_Your assignment_:
Show the lines below where "helicopter" occurs.

Phrase grounding data:
------------

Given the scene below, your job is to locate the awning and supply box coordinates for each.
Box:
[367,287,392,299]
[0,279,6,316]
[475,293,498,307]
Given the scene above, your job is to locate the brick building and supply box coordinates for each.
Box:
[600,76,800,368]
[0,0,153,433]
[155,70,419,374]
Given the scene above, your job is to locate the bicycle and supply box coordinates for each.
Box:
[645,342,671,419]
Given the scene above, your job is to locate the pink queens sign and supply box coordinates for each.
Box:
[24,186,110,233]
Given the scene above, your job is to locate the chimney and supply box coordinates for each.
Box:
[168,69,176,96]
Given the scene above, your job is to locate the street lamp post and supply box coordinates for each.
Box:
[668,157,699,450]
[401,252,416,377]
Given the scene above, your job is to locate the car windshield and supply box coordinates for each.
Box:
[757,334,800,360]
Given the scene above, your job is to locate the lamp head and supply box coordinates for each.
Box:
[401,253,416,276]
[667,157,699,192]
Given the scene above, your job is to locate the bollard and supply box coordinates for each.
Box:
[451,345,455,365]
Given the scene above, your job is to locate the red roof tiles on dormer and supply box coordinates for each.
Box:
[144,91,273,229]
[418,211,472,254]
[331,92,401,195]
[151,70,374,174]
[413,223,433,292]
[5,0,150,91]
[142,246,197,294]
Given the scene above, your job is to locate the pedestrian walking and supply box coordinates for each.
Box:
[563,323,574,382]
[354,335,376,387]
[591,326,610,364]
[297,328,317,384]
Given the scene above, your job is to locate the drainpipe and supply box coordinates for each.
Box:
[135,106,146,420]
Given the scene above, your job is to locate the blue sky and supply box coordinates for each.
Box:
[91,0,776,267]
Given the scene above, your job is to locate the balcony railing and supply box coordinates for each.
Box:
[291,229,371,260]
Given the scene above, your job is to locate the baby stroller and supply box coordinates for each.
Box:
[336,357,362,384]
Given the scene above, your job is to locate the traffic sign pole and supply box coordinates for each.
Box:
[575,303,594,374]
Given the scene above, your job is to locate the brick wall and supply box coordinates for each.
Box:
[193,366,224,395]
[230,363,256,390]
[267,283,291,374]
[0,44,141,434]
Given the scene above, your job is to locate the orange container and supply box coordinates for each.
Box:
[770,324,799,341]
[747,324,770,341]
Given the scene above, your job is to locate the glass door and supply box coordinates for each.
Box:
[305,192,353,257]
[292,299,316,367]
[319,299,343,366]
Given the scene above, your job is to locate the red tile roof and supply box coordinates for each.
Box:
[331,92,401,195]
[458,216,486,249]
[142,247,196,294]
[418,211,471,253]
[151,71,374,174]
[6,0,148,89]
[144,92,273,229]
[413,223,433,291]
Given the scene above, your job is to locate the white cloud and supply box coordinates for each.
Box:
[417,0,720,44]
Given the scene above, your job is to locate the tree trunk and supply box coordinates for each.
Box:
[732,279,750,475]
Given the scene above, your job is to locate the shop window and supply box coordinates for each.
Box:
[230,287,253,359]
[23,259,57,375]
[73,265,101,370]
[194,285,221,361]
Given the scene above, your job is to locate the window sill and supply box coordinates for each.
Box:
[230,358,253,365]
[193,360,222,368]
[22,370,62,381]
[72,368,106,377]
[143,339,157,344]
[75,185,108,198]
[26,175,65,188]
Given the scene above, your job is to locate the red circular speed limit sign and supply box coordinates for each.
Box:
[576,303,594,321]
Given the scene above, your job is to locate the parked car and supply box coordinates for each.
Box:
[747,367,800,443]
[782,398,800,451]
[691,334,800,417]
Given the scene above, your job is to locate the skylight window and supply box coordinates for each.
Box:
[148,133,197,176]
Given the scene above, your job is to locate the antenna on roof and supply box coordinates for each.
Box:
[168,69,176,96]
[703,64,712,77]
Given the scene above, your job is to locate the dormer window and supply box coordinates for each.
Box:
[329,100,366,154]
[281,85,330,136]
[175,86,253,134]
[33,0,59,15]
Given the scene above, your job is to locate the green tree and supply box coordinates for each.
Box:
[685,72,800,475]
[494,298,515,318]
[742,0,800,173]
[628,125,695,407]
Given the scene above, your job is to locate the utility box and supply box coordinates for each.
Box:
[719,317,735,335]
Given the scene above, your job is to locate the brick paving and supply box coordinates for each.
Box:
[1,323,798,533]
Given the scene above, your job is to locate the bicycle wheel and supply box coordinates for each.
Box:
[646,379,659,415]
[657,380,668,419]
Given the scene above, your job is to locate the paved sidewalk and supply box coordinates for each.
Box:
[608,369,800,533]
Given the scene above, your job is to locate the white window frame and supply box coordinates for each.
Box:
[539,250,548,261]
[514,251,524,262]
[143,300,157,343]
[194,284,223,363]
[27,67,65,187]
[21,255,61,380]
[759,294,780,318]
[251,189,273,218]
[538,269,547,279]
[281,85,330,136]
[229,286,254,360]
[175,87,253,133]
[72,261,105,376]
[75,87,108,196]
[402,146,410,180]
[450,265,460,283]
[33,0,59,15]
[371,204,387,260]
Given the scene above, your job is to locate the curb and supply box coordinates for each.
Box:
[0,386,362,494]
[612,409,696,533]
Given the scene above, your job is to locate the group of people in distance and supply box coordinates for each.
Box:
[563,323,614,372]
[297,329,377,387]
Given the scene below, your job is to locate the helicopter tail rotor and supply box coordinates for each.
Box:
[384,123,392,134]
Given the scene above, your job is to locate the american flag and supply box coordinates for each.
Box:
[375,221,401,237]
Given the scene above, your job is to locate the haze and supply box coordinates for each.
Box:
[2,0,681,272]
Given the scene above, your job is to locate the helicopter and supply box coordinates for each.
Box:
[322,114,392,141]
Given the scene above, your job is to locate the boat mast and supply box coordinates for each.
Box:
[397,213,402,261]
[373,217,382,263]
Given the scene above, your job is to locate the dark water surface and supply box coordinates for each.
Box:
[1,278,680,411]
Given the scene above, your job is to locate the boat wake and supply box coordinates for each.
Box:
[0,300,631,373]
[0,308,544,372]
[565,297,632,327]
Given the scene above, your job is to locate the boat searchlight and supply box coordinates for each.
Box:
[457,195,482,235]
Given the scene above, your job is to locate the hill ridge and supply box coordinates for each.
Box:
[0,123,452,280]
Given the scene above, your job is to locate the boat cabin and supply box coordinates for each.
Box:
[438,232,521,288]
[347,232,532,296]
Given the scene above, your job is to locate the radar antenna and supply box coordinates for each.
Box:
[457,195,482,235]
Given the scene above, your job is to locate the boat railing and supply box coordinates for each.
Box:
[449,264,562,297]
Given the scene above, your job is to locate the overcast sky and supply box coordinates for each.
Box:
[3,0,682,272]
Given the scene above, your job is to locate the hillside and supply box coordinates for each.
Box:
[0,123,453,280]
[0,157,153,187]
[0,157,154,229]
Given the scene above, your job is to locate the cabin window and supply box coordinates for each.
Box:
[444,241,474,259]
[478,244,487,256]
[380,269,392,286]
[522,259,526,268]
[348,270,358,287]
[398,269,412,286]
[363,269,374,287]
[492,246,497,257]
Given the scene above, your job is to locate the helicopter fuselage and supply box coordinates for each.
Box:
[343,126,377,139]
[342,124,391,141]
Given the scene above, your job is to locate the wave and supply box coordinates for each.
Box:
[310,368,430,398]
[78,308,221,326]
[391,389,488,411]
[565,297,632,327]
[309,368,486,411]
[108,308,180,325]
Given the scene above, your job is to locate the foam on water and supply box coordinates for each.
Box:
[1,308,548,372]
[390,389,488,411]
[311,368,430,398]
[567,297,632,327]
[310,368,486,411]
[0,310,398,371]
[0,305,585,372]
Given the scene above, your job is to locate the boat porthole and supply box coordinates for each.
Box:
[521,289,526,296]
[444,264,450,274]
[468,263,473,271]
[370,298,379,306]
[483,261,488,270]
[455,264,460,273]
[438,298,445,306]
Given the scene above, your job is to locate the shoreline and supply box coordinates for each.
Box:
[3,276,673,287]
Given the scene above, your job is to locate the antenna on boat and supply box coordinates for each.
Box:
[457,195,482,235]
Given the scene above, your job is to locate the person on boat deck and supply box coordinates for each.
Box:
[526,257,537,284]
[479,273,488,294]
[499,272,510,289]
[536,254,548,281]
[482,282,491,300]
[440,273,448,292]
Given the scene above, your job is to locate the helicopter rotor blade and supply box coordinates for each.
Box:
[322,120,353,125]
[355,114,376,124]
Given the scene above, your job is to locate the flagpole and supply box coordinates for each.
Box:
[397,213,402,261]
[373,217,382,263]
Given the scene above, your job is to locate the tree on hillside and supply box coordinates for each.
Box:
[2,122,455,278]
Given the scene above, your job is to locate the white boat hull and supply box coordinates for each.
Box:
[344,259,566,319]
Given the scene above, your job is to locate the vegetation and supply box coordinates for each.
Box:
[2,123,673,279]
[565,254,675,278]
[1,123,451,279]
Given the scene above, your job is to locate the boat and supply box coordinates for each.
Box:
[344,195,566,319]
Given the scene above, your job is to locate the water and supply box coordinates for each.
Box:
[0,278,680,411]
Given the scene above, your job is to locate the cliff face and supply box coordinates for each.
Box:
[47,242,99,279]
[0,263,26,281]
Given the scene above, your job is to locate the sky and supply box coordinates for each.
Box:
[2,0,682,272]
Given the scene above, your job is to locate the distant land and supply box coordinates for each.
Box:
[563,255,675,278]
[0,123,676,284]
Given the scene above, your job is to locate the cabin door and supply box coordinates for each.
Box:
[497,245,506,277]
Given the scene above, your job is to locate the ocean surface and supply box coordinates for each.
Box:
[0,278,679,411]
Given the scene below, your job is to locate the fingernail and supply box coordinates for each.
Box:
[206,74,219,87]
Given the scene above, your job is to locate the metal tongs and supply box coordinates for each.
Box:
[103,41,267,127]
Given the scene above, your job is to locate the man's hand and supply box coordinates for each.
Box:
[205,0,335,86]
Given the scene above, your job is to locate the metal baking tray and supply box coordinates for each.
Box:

------------

_Answer to the exercise_:
Given the scene below, your job is to locate the helicopter tail rotor and supply box coordinates for each.
Given the scene above, your job is to locate the helicopter and supply box coordinates for each.
Given the scene above, your job is to locate the helicopter fuselage and supply box coordinates for each.
Given the scene above, your job is to locate the helicopter rotor blade and supply box coordinates for each.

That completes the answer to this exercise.